* _WHAT IS NEEDED_
Could you write out the whole listing below again, requests included, with every point coordinate in the answers offset by 117? Leave the picture out of your reply.

* _DATA RECORDS_
— BEGIN —

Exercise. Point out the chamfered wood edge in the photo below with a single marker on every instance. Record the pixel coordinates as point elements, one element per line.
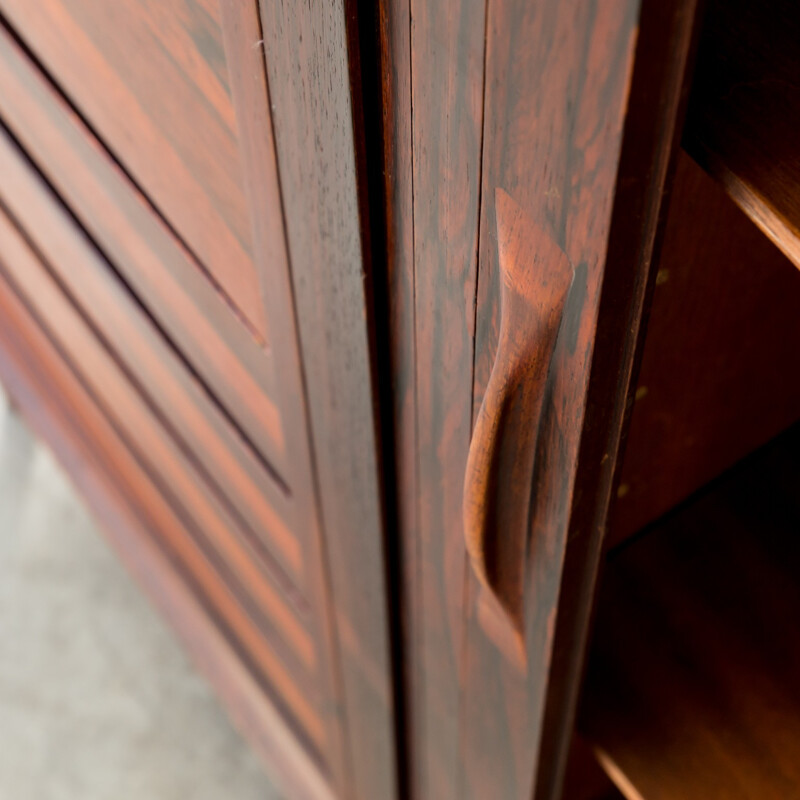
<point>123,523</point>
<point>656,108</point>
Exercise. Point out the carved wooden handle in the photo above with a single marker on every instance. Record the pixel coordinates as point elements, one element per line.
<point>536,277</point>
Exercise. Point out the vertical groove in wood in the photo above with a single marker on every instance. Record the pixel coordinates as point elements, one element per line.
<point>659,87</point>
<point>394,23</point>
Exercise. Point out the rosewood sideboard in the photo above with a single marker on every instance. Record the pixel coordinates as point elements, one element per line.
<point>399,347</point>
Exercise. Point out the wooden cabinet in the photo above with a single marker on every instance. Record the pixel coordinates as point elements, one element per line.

— END —

* _FULL ANSWER_
Exercise. Point out the chamfered wood edge in the photo below with a single marker on every instance. Record the pixel coordinates as point elements, one element per line.
<point>240,640</point>
<point>773,225</point>
Exercise. Point out the carved wooden handle in the photo above with a single marker on every instance. Record the pixel coordinates as point elements, one element per line.
<point>653,394</point>
Exercise. Point out the vertical groove in wood in the photo above with a single marker on every instance. Record the pixel coordinates as point elements, one element per line.
<point>776,204</point>
<point>511,140</point>
Exercise. Point out the rosewood sideboard in the photo above with a single marker on every instance. Record the pixel coordinates as point elements, one element per line.
<point>516,464</point>
Exercise. Point out the wooden cabinet in the photo above with a single marker on every instance. Record the pixel coordinates as point elements, one element per line.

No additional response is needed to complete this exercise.